▶ _TASK_
Copy exactly the last part of the entries, starting from the line with "object | row of football players" and including the final line.

▶ _ENTRIES_
>> Start

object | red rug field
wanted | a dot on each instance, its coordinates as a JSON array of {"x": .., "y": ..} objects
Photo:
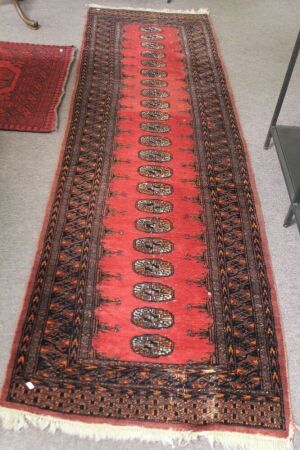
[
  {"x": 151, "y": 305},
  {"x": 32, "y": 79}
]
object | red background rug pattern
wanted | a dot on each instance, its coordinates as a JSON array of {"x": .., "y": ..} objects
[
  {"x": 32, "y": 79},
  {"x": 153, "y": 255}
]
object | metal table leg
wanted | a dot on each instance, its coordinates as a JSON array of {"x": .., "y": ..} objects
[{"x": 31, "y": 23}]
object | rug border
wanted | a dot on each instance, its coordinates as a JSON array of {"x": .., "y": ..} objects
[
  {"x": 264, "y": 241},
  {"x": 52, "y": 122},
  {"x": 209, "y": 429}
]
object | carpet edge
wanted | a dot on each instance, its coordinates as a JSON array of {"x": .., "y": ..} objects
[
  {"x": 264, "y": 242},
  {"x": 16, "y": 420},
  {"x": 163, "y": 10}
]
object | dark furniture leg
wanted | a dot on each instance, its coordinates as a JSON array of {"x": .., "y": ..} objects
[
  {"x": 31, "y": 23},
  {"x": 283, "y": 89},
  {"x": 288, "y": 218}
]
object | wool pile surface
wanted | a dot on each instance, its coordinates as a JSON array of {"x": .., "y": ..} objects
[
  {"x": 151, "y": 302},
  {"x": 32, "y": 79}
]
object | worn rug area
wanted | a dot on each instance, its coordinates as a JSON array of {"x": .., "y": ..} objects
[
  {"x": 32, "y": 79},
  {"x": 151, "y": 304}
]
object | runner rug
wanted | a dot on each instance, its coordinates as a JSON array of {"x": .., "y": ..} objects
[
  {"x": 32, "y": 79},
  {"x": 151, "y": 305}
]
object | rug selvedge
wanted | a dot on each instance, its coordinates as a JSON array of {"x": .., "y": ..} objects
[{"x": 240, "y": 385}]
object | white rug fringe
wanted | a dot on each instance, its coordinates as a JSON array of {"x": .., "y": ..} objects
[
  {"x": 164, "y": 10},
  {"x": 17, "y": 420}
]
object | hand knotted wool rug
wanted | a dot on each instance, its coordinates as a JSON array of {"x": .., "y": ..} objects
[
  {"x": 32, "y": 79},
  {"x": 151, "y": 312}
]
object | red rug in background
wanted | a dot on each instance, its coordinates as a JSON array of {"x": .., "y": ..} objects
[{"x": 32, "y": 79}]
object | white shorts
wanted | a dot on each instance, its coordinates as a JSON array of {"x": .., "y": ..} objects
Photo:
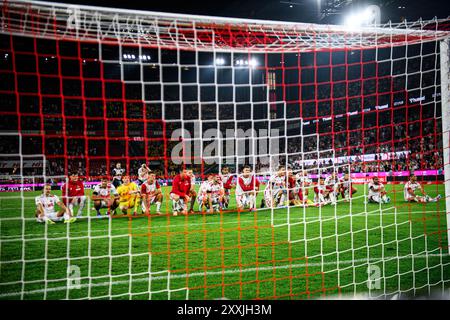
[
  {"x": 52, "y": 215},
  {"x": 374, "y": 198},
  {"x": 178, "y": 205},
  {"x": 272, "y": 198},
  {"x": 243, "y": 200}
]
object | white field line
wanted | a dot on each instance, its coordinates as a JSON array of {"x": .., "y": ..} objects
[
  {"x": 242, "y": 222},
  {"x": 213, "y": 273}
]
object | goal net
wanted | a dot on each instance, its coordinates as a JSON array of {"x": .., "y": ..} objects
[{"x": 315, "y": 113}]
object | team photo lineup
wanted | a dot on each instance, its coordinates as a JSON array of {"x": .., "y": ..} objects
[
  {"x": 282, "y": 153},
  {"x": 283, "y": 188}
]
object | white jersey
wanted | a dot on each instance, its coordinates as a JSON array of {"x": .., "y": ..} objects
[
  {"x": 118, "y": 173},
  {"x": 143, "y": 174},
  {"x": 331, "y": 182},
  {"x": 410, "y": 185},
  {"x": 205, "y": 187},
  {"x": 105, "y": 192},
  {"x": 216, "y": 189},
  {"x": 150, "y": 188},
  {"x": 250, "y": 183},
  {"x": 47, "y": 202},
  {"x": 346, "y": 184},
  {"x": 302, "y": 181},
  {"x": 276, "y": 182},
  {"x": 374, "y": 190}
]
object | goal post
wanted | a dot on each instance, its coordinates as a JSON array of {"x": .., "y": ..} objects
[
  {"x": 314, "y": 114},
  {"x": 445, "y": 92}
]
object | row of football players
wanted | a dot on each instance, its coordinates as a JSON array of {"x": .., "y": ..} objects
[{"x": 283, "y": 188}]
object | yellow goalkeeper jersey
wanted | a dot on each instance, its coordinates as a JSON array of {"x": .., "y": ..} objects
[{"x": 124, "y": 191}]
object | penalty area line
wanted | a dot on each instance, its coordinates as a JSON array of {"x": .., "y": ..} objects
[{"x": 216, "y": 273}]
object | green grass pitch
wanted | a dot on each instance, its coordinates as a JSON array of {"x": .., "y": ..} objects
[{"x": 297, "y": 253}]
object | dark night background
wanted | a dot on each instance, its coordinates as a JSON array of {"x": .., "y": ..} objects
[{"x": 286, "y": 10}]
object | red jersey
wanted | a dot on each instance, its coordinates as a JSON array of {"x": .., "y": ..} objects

>> End

▶ _SOLUTION BELOW_
object | row of football players
wanted | a dot on each instance, its coordinates as a JSON array of {"x": .., "y": ..} objects
[{"x": 283, "y": 188}]
object | yellow goalkeeper jersey
wanted | a dot on each instance, its coordinates as a JSON array of {"x": .., "y": ..} objects
[{"x": 124, "y": 191}]
object | penalty area line
wanted | a dot on each instance, its coordinates as a JSON array of {"x": .., "y": ..} objects
[{"x": 216, "y": 273}]
object | green grass pitch
wanted | a dot on each instance, its coordinates as a JSON array of {"x": .., "y": ..} objects
[{"x": 297, "y": 253}]
object | dark night background
wanted | a dot on each instance, its coordinates as a JSON array of {"x": .., "y": ..} objects
[{"x": 286, "y": 10}]
object | red jersey
wanted | a dot on each instance, its coordinates as a JSON array of {"x": .., "y": ..} objects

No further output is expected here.